-- SUPPLIED INFORMATION start --
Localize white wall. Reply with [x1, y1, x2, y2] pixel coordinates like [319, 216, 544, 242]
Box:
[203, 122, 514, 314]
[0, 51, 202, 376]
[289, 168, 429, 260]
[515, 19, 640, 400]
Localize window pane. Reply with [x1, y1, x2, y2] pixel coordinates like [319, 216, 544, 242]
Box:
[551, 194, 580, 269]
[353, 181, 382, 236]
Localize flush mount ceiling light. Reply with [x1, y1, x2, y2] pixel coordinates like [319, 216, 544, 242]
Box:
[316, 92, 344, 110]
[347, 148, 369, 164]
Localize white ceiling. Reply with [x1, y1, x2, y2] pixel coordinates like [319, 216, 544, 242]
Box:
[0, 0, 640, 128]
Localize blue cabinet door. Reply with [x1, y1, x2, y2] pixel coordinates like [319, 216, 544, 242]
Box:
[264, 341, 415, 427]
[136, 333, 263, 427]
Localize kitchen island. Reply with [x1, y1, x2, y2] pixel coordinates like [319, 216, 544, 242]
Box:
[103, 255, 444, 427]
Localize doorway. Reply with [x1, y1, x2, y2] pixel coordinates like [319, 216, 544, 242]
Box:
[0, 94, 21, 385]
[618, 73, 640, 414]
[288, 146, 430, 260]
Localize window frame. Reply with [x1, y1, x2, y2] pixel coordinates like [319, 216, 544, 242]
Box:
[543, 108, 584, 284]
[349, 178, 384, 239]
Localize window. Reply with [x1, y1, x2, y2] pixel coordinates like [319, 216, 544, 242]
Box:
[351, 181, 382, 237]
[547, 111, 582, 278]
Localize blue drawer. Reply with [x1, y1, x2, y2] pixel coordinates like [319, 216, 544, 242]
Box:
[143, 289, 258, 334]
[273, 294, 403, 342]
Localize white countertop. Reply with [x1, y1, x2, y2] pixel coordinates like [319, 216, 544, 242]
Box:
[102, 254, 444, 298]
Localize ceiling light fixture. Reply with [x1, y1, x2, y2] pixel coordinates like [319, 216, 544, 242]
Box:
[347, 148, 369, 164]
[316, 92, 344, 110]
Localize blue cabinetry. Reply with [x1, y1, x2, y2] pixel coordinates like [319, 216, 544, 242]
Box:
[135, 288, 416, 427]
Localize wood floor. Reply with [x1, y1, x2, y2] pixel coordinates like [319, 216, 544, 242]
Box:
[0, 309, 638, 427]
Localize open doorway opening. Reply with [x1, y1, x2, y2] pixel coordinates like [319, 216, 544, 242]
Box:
-- SUPPLIED INFORMATION end --
▶ [GOAL OF THE EXERCISE]
Echo these lines back verbatim, every one of them from start to finish.

▶ [ANSWER TO THIS TASK]
Localize white wall. Reply with [x1, y1, x2, y2] pixel coordinates like [319, 216, 544, 242]
Box:
[203, 122, 514, 314]
[0, 51, 202, 376]
[289, 168, 429, 260]
[515, 19, 640, 400]
Localize window pane. Reply with [x1, y1, x2, y2] pixel coordinates like [319, 216, 544, 242]
Box:
[551, 194, 580, 269]
[353, 181, 382, 236]
Localize flush mount ceiling light. Reply with [x1, y1, x2, y2] pixel coordinates like [319, 216, 544, 242]
Box:
[316, 92, 344, 110]
[347, 148, 369, 164]
Localize white ceiling. Reply with [x1, y1, x2, y2] pixel coordinates like [319, 216, 544, 242]
Box:
[0, 0, 640, 128]
Localize blue cabinet door. Reply with [x1, y1, x2, y2] pixel coordinates like [319, 216, 544, 242]
Box:
[264, 341, 415, 427]
[136, 333, 263, 427]
Localize kitchen island. Reply with [x1, y1, x2, y2] pixel coordinates like [319, 216, 544, 242]
Box:
[103, 255, 444, 427]
Localize doorway. Reply with [x1, y1, x2, y2] pixel coordinates like [319, 216, 544, 242]
Box:
[0, 94, 21, 385]
[618, 73, 640, 414]
[288, 146, 430, 260]
Localize window frame. Reply with [x1, y1, x2, y2] pixel coordinates like [319, 216, 544, 242]
Box:
[543, 108, 584, 284]
[349, 178, 384, 239]
Localize window. Reply with [x1, y1, x2, y2] pixel coordinates like [319, 216, 544, 242]
Box:
[351, 181, 382, 237]
[547, 111, 582, 278]
Localize blue drawer. Reply with [x1, y1, x2, y2] pixel coordinates like [319, 216, 544, 242]
Box:
[143, 289, 258, 334]
[273, 294, 403, 342]
Localize white countertop. Reply with [x1, y1, x2, y2] pixel coordinates like [319, 216, 544, 242]
Box:
[102, 254, 444, 298]
Localize ceiling light fixture. Reply with [x1, y1, x2, y2] pixel coordinates like [319, 216, 544, 242]
Box:
[347, 148, 369, 164]
[316, 92, 344, 110]
Localize blue cabinetry. Reply with [x1, y1, x2, y2] pixel coordinates like [319, 216, 544, 242]
Box:
[135, 288, 416, 427]
Localize wood floor. Reply with [x1, y1, x2, y2] pixel coordinates like [319, 216, 544, 242]
Box:
[0, 309, 638, 427]
Localize open doorway opening. Reply with [x1, y1, x2, y2] pixel coordinates like [319, 216, 544, 242]
Box:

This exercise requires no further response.